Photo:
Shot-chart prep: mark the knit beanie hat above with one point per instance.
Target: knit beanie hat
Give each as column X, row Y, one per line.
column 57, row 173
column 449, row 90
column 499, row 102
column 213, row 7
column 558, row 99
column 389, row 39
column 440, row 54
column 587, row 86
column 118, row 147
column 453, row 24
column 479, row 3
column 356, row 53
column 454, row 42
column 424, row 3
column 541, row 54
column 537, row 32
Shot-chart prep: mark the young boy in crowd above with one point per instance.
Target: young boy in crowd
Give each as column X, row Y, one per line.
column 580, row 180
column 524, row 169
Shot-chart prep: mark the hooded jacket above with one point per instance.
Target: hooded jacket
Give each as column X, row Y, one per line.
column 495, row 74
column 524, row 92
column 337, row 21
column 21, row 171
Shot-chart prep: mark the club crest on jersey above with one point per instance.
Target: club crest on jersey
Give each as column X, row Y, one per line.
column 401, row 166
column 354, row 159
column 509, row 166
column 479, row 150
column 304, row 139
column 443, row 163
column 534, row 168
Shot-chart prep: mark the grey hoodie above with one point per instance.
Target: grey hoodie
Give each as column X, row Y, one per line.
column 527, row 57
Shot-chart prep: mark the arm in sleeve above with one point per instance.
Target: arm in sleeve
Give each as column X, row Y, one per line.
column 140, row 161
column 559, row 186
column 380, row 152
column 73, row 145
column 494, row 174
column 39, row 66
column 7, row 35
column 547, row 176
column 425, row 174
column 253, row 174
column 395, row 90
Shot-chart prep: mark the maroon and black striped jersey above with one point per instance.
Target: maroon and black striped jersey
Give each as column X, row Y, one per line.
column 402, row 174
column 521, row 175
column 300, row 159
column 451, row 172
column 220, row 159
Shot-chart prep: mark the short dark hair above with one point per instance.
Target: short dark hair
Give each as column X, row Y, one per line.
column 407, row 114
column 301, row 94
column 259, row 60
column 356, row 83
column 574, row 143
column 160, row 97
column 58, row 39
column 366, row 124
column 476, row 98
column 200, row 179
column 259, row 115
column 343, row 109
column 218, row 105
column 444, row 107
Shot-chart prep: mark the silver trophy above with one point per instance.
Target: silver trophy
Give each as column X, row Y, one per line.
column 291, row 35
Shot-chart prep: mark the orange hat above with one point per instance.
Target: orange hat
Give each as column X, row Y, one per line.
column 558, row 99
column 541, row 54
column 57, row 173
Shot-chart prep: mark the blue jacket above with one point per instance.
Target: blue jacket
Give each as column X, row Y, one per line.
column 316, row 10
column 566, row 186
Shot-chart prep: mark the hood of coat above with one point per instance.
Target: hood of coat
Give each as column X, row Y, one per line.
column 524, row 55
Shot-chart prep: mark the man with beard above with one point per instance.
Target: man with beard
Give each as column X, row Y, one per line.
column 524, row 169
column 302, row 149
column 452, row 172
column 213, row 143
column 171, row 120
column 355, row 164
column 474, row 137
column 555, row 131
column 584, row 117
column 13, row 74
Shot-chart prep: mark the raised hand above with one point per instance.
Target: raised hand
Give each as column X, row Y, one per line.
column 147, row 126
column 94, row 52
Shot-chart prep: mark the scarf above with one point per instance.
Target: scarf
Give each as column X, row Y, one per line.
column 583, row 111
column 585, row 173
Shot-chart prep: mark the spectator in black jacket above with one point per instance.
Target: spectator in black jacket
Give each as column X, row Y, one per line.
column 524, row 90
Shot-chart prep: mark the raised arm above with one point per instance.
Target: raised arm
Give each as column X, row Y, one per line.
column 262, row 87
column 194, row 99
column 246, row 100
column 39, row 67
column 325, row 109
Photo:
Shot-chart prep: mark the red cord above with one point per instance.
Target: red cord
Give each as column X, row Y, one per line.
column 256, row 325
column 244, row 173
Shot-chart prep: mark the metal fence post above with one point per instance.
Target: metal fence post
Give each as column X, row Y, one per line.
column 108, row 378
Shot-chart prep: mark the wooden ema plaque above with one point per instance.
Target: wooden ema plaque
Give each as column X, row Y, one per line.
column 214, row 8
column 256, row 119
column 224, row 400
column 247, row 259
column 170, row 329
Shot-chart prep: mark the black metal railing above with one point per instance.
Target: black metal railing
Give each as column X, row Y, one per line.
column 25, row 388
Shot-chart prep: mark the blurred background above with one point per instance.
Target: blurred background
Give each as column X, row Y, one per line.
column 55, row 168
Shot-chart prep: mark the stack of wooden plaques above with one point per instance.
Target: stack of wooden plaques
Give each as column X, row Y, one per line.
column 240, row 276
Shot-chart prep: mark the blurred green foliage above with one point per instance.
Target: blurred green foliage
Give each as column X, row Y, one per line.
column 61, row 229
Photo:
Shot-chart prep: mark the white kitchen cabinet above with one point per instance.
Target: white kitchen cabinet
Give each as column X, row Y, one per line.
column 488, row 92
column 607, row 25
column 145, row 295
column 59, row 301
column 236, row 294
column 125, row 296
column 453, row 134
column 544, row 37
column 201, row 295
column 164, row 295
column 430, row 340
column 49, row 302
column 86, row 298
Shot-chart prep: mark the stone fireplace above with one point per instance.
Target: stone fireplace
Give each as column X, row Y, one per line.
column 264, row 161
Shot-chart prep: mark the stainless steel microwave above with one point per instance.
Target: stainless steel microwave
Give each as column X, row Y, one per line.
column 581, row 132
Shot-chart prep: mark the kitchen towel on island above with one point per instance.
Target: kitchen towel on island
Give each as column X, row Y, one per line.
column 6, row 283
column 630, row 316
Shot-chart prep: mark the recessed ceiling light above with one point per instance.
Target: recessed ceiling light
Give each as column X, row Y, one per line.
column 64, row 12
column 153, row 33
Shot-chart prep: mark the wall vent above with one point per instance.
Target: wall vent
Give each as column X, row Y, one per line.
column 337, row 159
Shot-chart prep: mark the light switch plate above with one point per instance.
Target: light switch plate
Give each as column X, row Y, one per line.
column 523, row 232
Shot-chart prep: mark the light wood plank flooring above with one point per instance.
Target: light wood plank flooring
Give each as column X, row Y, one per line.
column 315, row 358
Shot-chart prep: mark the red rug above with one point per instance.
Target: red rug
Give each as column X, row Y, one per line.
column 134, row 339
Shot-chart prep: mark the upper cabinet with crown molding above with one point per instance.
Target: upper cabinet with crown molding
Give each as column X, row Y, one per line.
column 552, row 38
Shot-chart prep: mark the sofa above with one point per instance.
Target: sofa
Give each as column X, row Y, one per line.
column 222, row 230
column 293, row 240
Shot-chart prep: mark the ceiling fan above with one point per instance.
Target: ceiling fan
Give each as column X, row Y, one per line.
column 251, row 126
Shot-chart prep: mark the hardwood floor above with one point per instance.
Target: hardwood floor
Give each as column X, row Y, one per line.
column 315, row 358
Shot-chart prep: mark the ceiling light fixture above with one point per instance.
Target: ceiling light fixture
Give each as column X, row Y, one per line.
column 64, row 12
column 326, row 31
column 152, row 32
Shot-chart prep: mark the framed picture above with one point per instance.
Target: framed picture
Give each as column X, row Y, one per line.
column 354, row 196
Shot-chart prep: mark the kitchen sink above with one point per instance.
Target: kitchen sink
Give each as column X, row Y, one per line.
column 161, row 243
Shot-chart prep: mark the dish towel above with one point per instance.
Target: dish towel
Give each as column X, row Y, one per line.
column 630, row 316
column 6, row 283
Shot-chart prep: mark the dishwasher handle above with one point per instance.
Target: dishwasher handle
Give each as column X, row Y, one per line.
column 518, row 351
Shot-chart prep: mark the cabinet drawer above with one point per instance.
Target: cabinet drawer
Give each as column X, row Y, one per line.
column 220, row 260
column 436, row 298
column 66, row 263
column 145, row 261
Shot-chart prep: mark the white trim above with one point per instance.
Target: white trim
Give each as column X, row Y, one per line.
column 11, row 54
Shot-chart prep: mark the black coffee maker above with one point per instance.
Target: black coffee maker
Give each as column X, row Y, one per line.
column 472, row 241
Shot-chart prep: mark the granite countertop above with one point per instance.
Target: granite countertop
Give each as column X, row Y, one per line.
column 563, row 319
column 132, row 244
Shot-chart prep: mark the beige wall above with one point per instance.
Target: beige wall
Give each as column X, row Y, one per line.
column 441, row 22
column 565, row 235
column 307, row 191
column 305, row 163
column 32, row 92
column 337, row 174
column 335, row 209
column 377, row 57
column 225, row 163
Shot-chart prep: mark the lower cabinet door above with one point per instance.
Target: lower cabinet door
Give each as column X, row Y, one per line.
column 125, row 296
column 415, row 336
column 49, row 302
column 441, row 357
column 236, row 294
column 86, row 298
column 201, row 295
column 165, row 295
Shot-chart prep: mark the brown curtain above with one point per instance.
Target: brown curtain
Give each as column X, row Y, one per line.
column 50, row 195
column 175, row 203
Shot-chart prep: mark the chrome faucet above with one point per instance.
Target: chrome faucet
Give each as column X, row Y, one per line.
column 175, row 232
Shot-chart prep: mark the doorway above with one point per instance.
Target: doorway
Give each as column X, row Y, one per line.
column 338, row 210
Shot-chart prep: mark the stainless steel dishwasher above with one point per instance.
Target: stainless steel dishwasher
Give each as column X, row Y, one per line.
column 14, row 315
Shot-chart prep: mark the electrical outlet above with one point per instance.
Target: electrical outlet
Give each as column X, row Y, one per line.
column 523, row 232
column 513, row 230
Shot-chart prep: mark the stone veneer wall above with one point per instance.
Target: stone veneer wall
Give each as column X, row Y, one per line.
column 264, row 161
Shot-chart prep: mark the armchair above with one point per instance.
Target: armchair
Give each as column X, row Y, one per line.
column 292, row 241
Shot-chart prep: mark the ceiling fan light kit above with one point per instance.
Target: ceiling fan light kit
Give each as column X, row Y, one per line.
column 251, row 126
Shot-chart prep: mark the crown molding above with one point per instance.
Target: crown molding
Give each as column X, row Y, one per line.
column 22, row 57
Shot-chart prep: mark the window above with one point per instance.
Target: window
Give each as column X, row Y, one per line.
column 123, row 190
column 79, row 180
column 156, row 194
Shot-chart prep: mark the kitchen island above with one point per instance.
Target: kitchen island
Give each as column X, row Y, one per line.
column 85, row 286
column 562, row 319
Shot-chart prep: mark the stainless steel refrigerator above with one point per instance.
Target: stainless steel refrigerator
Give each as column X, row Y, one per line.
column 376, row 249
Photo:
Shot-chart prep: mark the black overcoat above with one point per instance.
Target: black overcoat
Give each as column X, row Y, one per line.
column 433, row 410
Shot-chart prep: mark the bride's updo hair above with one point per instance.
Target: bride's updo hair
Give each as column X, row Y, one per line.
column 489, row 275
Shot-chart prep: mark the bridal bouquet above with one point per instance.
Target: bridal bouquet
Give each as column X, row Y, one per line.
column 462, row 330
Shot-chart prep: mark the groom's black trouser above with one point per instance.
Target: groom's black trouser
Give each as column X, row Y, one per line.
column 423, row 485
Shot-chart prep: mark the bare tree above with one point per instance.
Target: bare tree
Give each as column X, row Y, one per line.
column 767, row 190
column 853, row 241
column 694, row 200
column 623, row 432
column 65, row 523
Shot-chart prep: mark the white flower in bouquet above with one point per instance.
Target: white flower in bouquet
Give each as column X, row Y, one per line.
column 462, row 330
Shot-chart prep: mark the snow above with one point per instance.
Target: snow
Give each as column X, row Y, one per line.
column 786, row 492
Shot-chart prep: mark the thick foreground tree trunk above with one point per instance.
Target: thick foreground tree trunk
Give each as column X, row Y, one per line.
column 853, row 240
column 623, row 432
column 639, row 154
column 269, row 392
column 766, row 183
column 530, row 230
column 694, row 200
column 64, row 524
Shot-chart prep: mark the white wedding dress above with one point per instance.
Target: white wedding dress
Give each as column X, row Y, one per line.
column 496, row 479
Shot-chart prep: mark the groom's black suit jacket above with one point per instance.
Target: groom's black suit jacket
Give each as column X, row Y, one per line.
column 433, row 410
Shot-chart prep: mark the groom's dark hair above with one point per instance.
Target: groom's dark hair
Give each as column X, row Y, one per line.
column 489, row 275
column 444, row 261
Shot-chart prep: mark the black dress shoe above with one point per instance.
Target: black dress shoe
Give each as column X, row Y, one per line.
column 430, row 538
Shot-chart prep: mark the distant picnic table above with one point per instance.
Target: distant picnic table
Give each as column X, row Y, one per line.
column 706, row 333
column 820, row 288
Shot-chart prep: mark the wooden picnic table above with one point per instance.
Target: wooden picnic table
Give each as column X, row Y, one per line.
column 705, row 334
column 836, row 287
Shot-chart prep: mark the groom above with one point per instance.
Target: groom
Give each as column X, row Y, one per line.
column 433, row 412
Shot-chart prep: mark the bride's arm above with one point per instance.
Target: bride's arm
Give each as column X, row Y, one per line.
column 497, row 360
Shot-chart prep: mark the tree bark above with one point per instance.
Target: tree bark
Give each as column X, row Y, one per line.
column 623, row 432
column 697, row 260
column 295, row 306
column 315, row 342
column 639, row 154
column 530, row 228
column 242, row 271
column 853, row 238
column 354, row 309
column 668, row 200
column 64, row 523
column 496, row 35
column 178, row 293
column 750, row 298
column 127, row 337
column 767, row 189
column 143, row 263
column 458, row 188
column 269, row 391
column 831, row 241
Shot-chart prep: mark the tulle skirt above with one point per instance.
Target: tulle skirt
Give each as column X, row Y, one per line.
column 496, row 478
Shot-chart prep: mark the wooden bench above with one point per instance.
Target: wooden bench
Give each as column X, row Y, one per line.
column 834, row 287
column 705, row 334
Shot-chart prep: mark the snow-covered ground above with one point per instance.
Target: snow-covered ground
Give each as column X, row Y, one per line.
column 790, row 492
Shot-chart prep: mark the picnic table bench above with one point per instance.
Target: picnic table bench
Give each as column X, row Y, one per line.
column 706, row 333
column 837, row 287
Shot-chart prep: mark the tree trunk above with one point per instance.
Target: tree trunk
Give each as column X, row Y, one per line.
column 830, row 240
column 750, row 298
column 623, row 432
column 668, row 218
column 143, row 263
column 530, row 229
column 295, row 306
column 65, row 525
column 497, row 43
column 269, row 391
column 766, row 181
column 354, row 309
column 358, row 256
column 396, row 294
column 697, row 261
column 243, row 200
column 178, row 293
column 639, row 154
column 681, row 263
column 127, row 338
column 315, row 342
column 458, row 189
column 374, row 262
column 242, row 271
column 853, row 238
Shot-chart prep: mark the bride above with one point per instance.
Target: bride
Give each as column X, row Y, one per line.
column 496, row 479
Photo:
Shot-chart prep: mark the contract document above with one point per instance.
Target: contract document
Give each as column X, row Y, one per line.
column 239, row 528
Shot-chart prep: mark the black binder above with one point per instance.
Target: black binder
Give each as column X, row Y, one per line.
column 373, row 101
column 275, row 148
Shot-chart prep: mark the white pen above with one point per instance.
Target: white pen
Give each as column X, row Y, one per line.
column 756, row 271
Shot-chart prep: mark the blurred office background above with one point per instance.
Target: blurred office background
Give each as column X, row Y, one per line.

§ §

**What is asked:**
Please edit the listing starting at the line that has "Shot-chart prep: mark the wooden picnic" and stopping after the line that has "column 497, row 360", replacing "groom" with "best man" and changing nothing else. Give back only those lines.

**Answer to this problem:**
Shot-chart prep: mark the wooden picnic table above with one point per instance.
Target: wooden picnic table
Give each as column X, row Y, one per line.
column 705, row 334
column 836, row 287
Shot-chart prep: mark the best man above with one point per instance.
Target: best man
Give each as column X, row Y, one per line.
column 433, row 412
Shot-chart prep: mark the bride's arm above with one point per instance.
Target: bride's arm
Give each as column X, row Y, one per line.
column 497, row 360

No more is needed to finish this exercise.